- [Short problem]
Collect every line of the items below that contains the word "white", and reproduce each one.

──────

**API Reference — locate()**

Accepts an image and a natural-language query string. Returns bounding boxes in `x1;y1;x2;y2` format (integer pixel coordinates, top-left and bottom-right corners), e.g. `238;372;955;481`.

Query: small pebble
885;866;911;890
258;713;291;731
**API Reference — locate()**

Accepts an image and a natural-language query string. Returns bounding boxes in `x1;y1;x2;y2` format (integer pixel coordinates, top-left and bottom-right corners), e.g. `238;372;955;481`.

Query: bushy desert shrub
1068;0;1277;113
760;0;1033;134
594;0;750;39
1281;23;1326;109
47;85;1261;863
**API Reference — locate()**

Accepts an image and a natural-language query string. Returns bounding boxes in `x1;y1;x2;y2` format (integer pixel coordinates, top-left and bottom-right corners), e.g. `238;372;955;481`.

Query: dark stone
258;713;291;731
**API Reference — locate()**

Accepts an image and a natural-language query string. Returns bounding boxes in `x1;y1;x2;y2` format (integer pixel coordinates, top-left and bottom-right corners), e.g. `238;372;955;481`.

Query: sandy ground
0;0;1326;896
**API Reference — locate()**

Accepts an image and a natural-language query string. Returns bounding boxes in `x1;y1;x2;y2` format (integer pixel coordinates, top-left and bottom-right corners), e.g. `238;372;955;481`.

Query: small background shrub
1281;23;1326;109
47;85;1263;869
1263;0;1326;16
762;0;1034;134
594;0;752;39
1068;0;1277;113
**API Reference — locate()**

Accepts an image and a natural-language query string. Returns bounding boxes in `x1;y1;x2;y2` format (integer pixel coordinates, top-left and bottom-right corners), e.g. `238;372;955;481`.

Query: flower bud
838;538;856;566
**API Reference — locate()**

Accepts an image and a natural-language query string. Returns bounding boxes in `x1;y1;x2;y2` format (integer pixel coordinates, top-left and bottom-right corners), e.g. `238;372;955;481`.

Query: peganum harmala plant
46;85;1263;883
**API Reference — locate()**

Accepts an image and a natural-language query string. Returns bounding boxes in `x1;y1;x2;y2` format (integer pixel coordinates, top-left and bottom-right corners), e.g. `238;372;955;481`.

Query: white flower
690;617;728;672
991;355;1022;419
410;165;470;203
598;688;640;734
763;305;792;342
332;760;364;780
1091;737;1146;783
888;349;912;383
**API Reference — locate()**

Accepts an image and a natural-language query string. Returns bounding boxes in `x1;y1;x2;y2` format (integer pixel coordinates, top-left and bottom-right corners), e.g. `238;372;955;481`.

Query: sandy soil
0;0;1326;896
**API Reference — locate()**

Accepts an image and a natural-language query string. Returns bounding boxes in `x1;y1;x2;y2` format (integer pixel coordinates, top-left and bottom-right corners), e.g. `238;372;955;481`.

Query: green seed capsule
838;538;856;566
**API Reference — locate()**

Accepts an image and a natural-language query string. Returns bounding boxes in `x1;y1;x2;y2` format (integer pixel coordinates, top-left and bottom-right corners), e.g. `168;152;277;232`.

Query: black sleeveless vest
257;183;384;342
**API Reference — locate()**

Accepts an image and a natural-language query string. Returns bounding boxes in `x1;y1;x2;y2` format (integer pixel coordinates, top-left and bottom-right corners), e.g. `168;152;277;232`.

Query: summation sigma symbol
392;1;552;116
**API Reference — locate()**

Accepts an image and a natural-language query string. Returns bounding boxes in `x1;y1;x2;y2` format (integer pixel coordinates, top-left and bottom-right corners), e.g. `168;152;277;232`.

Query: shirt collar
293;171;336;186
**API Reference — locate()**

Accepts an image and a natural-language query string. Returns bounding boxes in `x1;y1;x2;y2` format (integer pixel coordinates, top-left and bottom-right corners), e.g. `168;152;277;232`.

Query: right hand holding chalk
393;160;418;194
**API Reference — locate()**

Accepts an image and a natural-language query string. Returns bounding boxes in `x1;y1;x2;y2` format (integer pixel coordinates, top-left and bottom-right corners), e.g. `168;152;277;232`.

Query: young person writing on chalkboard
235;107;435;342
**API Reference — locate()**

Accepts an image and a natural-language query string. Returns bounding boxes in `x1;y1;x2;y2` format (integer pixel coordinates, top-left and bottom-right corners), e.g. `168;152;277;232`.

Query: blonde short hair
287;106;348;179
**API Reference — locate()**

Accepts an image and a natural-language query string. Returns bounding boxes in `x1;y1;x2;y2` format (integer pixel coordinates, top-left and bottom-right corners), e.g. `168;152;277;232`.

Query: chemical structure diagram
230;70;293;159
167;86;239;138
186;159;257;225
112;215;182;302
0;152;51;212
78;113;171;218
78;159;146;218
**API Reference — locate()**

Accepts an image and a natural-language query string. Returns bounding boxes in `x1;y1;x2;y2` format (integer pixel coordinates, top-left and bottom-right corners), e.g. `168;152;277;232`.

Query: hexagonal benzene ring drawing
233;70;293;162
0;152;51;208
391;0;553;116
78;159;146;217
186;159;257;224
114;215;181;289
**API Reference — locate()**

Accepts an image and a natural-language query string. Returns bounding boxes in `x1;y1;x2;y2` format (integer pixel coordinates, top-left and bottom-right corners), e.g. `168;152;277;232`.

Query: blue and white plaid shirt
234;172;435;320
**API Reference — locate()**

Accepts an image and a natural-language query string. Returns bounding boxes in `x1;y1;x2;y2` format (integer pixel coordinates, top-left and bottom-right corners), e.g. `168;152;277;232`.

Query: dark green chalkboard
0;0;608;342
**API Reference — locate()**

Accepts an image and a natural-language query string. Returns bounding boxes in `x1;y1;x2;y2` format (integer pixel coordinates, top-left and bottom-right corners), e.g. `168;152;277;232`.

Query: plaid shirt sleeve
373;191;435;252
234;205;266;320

──────

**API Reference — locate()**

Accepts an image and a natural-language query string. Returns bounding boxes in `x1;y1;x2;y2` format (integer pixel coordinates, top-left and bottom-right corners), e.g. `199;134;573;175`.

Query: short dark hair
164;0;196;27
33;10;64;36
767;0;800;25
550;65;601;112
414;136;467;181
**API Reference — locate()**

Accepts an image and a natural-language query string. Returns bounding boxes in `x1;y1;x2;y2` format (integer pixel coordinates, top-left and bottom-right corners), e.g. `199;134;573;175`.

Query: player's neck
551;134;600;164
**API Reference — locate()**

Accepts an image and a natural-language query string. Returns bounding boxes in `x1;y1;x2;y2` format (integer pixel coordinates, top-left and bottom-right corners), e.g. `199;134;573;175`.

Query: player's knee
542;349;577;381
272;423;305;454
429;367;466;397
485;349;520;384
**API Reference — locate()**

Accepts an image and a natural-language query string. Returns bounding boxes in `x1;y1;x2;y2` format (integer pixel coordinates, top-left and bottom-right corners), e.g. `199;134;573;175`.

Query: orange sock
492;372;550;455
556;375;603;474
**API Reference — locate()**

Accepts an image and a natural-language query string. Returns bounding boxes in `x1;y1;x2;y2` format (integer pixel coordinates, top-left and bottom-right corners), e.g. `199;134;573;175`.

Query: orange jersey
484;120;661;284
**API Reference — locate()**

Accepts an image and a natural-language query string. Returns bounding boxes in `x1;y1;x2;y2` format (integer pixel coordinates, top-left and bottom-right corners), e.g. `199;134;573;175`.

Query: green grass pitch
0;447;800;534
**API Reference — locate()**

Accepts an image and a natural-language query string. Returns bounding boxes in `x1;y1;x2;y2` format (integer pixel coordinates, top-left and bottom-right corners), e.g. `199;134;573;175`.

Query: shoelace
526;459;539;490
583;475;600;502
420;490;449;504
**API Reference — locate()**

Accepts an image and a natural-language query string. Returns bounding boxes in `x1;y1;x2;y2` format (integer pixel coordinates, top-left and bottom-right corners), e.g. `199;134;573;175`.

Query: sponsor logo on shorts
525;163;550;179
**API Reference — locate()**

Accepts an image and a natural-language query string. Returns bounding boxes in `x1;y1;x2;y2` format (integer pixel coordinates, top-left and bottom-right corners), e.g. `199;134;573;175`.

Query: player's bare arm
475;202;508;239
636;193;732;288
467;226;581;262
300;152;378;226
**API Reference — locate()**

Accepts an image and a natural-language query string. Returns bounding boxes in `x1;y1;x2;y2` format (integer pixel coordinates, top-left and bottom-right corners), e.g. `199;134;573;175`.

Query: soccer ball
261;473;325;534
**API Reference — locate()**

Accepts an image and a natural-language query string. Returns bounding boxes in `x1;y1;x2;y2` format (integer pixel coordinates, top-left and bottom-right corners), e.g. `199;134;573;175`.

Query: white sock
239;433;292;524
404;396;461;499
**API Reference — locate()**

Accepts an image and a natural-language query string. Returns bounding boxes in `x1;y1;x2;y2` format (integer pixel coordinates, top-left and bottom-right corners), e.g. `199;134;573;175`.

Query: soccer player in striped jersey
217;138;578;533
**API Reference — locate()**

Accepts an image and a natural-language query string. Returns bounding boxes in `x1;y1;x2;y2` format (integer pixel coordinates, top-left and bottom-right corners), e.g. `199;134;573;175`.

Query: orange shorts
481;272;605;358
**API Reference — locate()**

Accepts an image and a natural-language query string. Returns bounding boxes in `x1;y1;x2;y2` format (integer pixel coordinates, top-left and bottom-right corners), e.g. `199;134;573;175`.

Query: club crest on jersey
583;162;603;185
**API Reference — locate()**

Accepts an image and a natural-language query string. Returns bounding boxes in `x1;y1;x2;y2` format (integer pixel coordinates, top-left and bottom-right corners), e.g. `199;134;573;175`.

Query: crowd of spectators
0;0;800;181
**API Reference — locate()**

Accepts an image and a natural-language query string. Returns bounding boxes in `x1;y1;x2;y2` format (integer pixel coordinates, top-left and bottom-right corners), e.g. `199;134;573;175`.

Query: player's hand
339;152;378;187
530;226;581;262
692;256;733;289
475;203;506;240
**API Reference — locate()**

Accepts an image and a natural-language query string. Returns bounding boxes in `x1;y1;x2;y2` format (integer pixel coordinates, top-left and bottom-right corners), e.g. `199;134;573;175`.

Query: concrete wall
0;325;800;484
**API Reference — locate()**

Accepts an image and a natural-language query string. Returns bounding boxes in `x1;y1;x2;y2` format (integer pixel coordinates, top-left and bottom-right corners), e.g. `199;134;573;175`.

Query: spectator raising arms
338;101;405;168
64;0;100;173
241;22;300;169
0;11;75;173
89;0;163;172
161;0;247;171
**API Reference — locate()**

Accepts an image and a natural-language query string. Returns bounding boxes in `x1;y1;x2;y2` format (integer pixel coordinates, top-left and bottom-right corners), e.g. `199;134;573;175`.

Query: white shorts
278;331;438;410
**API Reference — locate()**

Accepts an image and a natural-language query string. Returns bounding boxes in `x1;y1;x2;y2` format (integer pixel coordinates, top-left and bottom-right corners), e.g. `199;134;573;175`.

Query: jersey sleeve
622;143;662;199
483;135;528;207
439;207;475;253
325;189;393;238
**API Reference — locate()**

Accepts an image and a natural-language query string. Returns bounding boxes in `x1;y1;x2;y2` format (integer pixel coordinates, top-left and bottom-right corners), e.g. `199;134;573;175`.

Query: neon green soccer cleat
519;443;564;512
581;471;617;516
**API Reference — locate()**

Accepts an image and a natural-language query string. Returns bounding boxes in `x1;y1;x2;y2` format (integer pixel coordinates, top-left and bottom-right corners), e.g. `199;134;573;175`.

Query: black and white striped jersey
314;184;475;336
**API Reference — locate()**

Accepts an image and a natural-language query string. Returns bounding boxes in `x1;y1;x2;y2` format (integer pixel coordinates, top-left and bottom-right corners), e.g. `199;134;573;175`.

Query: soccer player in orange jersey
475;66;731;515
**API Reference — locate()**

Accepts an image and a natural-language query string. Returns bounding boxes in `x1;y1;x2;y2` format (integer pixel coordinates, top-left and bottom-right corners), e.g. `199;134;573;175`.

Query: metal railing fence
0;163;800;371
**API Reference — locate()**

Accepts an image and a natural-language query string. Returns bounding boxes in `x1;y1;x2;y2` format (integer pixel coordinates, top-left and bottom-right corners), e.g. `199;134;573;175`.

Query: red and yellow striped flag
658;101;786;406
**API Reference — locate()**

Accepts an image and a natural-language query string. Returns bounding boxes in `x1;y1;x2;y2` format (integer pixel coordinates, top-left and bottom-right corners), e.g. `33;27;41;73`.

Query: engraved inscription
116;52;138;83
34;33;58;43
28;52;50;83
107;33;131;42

──────

- [The reply]
Query: white flower
Query: blue and white plaid shirt
Query: white sock
Query: white shorts
Query: black and white striped jersey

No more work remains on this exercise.